* **Given request**
Gather every line of the data below that contains the word "woman", treating uppercase and lowercase letters as different.

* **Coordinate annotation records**
----

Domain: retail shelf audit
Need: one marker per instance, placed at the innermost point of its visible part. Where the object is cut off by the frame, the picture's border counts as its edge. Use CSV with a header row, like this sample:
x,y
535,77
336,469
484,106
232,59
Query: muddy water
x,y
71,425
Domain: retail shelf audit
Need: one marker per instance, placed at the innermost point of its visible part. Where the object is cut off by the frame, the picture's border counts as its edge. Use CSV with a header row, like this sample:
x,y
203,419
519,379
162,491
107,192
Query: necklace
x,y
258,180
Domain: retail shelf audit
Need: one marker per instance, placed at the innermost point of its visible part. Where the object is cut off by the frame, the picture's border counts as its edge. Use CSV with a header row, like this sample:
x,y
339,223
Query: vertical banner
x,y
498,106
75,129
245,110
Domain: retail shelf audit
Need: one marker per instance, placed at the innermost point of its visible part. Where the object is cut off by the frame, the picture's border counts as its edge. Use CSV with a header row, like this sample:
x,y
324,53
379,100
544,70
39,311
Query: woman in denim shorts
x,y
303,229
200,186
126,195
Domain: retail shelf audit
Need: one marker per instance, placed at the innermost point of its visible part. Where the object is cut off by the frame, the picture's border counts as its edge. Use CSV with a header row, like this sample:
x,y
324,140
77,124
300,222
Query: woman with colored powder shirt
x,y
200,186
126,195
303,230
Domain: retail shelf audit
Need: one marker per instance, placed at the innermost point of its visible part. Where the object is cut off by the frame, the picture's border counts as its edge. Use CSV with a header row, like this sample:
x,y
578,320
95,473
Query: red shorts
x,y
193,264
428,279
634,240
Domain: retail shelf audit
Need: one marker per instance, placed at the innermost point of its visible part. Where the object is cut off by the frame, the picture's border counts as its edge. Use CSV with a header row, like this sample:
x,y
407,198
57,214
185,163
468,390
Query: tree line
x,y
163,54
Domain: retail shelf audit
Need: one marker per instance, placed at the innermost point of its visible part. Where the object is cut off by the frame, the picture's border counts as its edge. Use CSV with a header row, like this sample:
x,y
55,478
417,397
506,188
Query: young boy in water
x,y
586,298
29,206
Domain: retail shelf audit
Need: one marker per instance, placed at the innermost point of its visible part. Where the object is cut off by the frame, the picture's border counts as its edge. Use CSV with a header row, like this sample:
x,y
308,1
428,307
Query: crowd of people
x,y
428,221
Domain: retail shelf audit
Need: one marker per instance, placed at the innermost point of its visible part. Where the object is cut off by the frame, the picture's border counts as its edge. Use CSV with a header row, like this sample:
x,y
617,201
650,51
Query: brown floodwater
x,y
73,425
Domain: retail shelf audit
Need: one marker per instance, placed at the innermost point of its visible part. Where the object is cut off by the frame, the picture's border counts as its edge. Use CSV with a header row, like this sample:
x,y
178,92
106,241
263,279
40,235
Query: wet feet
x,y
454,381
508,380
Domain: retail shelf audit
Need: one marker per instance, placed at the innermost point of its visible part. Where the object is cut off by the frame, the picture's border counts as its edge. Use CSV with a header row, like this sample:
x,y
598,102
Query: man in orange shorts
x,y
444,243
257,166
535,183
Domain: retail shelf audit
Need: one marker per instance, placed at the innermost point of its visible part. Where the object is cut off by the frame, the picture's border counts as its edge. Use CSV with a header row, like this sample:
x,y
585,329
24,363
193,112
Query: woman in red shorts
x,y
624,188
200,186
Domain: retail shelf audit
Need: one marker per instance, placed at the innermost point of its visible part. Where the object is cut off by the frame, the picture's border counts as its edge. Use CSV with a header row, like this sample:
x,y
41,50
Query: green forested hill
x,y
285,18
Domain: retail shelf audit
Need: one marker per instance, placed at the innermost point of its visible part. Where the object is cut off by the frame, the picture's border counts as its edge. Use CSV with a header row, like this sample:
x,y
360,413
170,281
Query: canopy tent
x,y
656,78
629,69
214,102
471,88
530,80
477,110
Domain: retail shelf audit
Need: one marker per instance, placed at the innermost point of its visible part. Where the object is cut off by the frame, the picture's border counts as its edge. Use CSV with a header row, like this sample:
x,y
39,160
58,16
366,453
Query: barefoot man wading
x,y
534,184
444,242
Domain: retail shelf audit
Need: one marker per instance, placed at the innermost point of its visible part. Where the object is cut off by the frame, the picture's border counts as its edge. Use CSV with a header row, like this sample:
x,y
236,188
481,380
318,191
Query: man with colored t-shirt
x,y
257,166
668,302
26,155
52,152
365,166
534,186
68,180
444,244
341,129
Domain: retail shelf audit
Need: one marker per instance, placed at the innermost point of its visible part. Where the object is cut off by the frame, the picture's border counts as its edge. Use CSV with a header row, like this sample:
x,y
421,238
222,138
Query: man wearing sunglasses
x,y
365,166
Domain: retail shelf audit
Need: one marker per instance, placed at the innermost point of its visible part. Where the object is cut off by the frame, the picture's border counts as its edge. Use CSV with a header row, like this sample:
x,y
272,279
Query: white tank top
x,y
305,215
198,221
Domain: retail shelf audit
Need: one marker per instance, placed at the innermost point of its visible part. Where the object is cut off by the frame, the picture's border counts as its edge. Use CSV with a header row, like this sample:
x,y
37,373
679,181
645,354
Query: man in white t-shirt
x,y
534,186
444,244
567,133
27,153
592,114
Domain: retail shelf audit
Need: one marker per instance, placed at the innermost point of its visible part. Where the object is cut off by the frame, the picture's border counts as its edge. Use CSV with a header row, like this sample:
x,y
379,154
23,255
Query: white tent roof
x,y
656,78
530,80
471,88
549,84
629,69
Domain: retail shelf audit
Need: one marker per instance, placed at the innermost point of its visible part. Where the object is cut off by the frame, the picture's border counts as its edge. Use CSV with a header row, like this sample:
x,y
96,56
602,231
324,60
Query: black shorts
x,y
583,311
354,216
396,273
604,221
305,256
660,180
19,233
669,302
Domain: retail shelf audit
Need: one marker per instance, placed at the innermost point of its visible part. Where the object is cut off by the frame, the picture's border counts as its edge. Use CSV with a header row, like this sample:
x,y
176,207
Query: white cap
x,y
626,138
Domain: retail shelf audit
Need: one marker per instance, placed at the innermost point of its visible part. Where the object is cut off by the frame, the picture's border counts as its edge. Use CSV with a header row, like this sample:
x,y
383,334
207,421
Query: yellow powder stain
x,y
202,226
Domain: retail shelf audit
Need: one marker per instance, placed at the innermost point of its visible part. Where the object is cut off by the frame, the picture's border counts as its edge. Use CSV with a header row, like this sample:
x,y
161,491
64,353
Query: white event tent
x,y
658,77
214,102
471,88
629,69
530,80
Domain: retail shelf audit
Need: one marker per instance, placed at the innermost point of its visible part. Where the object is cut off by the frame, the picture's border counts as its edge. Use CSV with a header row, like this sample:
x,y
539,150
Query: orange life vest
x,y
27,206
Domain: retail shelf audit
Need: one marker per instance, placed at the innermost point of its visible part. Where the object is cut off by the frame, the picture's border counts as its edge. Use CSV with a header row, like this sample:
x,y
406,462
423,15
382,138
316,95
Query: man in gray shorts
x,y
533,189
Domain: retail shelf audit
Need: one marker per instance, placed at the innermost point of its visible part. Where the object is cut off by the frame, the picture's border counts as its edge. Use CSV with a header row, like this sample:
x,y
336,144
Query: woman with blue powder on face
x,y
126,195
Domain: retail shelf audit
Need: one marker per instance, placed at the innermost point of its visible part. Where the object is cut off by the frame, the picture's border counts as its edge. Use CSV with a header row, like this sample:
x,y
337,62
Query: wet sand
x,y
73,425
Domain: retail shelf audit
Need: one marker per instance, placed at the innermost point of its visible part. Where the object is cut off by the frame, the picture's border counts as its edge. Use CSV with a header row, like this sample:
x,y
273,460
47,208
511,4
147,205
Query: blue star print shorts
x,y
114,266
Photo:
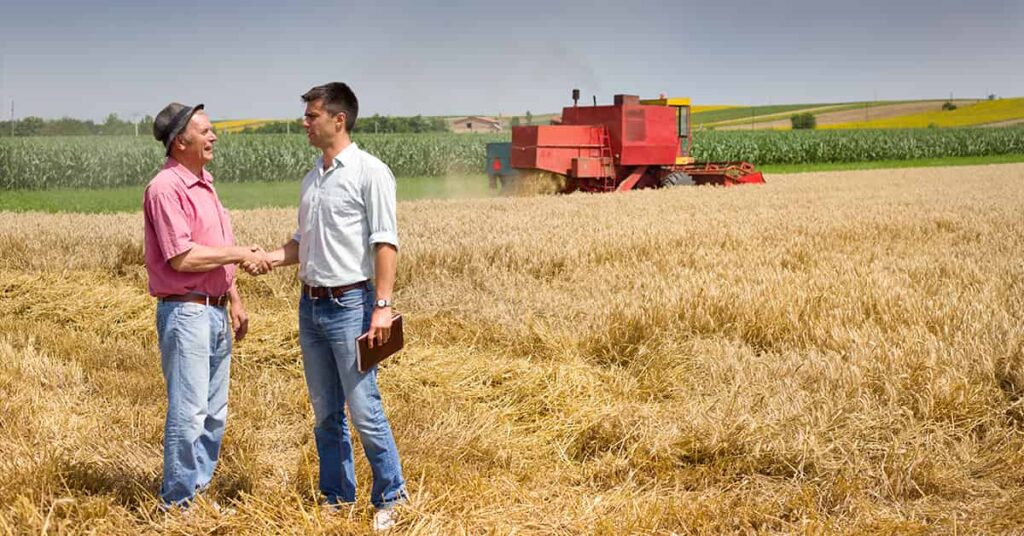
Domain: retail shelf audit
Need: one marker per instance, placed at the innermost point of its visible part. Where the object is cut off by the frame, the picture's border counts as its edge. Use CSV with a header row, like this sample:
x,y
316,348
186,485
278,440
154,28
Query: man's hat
x,y
171,121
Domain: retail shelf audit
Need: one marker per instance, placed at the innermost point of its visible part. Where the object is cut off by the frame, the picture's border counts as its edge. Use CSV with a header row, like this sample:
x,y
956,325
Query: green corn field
x,y
36,163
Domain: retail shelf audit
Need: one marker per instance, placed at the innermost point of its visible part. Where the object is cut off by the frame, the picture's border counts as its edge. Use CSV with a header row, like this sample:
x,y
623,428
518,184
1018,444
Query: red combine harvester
x,y
630,145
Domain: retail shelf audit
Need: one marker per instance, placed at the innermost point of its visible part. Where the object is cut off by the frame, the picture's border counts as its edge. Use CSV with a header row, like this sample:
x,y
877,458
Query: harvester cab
x,y
628,145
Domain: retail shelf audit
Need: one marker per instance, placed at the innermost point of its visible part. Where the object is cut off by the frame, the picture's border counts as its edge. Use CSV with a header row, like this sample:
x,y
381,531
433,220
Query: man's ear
x,y
180,141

----

* **Completed task**
Query: woman in denim shorts
Query: woman with colored powder shirt
Query: woman in red shorts
Query: woman with blue powder on face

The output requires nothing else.